--- Available records ---
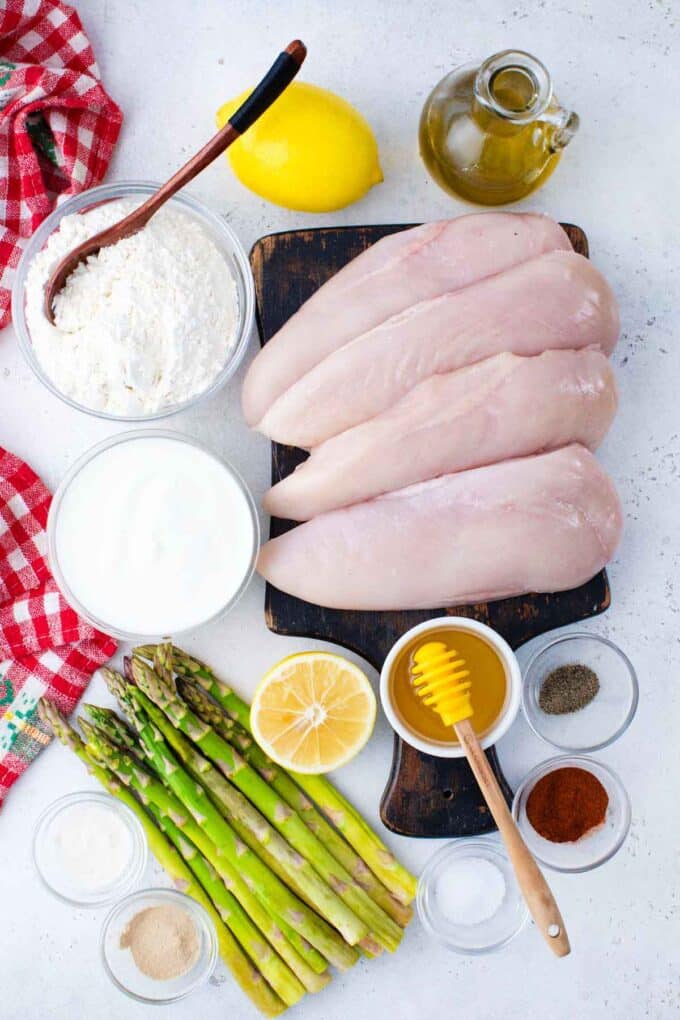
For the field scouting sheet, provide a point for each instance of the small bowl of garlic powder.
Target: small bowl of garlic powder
(149, 325)
(158, 946)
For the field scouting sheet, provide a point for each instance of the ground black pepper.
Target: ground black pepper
(568, 689)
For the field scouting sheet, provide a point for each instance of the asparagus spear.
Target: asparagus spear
(277, 777)
(113, 725)
(272, 968)
(246, 974)
(266, 885)
(152, 792)
(344, 816)
(382, 929)
(238, 805)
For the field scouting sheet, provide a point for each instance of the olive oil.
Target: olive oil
(488, 694)
(493, 134)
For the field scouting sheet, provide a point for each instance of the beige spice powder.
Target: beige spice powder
(163, 940)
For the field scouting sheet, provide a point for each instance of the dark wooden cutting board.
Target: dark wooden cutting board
(424, 796)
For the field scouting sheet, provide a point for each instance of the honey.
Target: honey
(488, 694)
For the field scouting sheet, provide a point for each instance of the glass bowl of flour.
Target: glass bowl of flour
(150, 325)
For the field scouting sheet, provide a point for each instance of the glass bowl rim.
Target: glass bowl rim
(484, 847)
(110, 192)
(528, 713)
(83, 462)
(590, 765)
(139, 858)
(193, 907)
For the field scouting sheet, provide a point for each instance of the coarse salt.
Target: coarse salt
(470, 891)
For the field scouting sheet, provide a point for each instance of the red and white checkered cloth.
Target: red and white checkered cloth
(45, 647)
(57, 124)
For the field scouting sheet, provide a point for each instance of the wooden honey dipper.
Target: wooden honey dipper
(442, 681)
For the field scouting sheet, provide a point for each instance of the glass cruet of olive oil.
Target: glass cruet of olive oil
(493, 133)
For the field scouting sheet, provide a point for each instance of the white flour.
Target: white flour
(144, 324)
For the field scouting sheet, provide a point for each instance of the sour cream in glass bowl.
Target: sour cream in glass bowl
(150, 533)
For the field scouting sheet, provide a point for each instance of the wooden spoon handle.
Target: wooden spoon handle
(279, 75)
(535, 889)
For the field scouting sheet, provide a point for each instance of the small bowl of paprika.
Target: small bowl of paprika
(573, 812)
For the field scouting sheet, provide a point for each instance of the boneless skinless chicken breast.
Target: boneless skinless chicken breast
(555, 301)
(400, 270)
(541, 523)
(504, 407)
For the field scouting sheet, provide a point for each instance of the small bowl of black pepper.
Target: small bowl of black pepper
(580, 693)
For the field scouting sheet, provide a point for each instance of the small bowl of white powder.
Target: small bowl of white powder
(468, 897)
(149, 325)
(89, 849)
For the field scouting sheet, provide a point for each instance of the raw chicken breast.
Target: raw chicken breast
(558, 300)
(541, 523)
(504, 407)
(400, 270)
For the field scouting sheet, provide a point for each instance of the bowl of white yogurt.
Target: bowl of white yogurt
(149, 325)
(150, 533)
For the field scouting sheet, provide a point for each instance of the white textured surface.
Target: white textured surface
(169, 64)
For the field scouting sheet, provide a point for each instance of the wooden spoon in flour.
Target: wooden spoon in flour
(272, 85)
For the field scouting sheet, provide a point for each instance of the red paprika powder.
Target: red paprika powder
(567, 804)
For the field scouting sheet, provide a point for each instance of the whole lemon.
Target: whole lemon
(311, 151)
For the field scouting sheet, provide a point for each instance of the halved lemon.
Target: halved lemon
(313, 712)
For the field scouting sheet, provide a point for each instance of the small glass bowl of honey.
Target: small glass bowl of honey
(495, 692)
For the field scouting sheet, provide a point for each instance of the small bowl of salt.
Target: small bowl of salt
(89, 849)
(468, 898)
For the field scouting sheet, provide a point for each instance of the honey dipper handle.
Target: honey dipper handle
(535, 889)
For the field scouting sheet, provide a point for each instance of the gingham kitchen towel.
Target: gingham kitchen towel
---
### [Your goal]
Copy exactly the line containing "the halved lemon." and each line after it through the end of the records above.

### [Output of the exercise]
For the field scouting sheet, provide a point for each instance of the halved lemon.
Target: halved lemon
(313, 712)
For the field scouting sheet, provide a point for each instance of the small glass bowl of honey.
Target: small glass bowl of honey
(495, 692)
For the field scouting sheet, provide a point for each instance of the small bowl of salt.
Target: small bowl of salt
(89, 849)
(468, 898)
For the field scouting sheet, provide a point for each instance of the honey dipper handle.
Target: honey dipper handle
(535, 889)
For the field scouting sheet, provide a point for each instance of the gingham kitchen towel.
Target: gingham kitchen towel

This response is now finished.